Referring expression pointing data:
*** Begin section ***

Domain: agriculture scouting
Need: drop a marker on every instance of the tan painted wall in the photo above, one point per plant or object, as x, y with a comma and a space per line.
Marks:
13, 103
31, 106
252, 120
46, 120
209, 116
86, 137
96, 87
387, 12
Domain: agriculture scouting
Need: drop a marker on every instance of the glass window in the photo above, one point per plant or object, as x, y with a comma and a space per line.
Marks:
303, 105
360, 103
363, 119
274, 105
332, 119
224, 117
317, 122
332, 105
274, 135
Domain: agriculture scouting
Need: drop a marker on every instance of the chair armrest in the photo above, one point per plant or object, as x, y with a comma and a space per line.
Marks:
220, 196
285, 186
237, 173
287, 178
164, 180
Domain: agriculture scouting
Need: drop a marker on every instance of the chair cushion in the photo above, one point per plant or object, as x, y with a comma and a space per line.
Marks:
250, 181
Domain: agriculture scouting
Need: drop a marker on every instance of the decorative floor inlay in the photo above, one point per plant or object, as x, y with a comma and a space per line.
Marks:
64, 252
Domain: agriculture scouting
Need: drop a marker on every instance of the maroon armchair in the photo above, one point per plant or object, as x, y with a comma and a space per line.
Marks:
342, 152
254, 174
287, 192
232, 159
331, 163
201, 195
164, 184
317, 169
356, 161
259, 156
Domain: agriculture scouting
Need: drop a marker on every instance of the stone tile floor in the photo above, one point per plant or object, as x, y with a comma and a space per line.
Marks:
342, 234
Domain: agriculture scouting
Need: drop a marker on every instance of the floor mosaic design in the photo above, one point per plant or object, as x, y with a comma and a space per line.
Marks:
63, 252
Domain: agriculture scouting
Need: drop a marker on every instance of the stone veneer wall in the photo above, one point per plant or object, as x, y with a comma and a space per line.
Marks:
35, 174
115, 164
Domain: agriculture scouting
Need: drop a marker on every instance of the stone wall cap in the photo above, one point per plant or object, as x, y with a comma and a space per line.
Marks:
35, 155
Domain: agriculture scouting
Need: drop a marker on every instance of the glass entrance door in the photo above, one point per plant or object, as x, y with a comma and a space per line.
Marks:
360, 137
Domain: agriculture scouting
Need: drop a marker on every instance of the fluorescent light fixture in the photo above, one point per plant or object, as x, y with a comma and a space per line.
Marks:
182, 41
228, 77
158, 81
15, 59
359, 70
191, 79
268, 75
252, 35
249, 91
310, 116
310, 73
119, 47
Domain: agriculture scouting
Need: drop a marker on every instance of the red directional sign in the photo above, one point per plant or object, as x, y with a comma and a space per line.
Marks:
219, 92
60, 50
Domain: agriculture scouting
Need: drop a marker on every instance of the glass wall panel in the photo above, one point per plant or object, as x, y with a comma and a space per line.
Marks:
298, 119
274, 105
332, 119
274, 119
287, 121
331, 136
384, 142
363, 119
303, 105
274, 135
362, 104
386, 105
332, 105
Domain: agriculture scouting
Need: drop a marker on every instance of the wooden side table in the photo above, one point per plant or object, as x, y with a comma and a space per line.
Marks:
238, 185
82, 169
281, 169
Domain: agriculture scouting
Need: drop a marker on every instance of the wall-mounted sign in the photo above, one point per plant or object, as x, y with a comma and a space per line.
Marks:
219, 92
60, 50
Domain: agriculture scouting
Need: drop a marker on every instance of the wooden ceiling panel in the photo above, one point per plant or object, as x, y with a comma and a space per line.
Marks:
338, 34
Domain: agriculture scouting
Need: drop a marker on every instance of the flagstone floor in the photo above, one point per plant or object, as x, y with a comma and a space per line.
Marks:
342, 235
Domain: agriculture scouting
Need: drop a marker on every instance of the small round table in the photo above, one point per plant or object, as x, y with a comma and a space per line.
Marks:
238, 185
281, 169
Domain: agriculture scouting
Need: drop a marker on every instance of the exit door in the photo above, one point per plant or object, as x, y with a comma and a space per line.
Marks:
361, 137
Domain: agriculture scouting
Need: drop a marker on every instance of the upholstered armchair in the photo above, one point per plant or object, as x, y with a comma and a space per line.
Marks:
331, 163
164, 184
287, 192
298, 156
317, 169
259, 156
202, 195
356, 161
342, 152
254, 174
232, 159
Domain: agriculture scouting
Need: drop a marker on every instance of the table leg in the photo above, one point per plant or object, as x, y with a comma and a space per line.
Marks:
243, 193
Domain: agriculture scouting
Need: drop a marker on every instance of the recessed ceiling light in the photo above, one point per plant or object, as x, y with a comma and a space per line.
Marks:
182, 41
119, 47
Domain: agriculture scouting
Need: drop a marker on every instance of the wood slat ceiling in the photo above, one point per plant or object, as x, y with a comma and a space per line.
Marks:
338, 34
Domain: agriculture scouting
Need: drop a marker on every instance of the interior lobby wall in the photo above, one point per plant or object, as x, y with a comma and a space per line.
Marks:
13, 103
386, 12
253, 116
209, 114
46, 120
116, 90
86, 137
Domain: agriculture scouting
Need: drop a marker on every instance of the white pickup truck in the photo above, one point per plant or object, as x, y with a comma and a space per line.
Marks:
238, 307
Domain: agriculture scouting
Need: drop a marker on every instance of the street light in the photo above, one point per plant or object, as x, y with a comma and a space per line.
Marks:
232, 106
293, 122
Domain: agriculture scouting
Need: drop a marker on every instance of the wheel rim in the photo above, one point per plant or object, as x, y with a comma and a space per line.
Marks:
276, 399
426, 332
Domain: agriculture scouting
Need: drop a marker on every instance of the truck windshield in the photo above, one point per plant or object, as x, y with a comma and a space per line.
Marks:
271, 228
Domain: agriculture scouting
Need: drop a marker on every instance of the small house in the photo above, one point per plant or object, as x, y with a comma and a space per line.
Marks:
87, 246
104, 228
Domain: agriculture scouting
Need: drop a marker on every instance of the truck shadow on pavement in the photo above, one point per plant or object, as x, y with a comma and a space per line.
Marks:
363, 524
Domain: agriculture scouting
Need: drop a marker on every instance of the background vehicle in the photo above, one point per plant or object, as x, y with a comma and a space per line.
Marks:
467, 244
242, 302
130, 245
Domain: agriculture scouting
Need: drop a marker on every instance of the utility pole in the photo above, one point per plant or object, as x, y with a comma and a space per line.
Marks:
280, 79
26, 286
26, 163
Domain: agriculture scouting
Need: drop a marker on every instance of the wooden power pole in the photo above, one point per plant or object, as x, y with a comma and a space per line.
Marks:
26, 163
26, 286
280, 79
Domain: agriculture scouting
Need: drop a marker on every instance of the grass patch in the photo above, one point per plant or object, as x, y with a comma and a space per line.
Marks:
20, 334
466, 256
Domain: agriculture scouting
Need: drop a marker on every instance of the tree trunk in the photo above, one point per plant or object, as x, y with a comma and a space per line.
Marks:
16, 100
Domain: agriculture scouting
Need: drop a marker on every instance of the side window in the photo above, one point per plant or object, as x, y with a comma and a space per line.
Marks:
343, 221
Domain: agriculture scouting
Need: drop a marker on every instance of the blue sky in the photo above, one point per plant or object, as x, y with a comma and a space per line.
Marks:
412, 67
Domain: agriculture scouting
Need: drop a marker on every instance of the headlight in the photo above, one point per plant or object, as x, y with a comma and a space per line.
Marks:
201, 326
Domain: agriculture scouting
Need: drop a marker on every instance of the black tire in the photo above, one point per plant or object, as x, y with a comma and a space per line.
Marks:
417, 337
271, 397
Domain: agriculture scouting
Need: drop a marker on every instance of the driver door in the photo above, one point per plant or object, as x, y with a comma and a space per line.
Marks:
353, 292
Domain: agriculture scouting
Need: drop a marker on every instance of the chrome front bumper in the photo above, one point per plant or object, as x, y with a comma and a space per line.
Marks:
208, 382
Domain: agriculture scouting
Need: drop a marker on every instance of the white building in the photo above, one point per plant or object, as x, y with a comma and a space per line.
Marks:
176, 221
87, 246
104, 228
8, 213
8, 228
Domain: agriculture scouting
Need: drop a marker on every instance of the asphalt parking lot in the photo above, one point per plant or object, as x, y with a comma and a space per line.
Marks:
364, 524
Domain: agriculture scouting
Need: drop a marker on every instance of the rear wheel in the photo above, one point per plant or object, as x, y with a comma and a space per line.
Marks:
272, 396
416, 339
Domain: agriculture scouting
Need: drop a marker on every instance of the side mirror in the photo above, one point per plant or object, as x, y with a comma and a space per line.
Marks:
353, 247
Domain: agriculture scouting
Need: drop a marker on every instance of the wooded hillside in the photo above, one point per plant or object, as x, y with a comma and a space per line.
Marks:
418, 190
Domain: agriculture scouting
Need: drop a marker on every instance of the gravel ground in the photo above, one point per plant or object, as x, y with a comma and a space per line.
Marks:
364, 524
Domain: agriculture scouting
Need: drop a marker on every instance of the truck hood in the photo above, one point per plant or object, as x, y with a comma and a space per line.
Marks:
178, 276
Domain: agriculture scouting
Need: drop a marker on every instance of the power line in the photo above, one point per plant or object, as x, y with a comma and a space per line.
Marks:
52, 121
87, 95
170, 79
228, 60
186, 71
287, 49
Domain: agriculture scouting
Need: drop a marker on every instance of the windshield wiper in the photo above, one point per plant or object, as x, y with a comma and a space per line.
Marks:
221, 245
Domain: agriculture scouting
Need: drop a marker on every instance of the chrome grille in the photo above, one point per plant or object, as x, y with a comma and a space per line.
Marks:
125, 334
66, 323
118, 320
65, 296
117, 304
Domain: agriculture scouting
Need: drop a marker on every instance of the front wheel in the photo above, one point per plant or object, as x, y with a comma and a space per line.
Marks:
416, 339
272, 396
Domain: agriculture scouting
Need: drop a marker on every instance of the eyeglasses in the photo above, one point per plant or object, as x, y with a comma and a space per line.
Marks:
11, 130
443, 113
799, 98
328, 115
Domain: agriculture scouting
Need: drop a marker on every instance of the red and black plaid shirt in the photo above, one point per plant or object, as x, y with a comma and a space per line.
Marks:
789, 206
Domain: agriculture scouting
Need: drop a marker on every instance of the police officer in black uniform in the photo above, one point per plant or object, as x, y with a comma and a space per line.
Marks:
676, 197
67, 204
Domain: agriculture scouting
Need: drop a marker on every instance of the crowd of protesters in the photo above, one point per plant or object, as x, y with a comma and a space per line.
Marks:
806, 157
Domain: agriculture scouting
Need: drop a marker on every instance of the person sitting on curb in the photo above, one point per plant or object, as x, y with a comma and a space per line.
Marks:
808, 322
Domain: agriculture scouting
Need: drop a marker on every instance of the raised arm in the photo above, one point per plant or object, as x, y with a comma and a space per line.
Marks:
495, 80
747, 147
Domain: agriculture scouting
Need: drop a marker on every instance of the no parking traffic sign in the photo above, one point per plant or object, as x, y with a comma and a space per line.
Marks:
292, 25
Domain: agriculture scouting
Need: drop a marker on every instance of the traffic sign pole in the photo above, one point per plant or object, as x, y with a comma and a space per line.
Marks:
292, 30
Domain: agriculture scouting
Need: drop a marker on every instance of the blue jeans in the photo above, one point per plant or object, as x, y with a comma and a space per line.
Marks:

*** End section ***

Action item →
Your task is to gather all lines from the entries above that hold the word "door".

Answer for the task →
Need: drop a marker on every instance of the glass entrance door in the photo above, one point per plant or object, as x, y with a comma and a space per line.
Need: drop a marker on every instance of the exit door in the photo above, one point per plant or object, as x, y with a comma and a space per line.
Need: drop a marker on every instance of the driver door in the photo above, one point per plant or object, as x, y with a comma and a space per line.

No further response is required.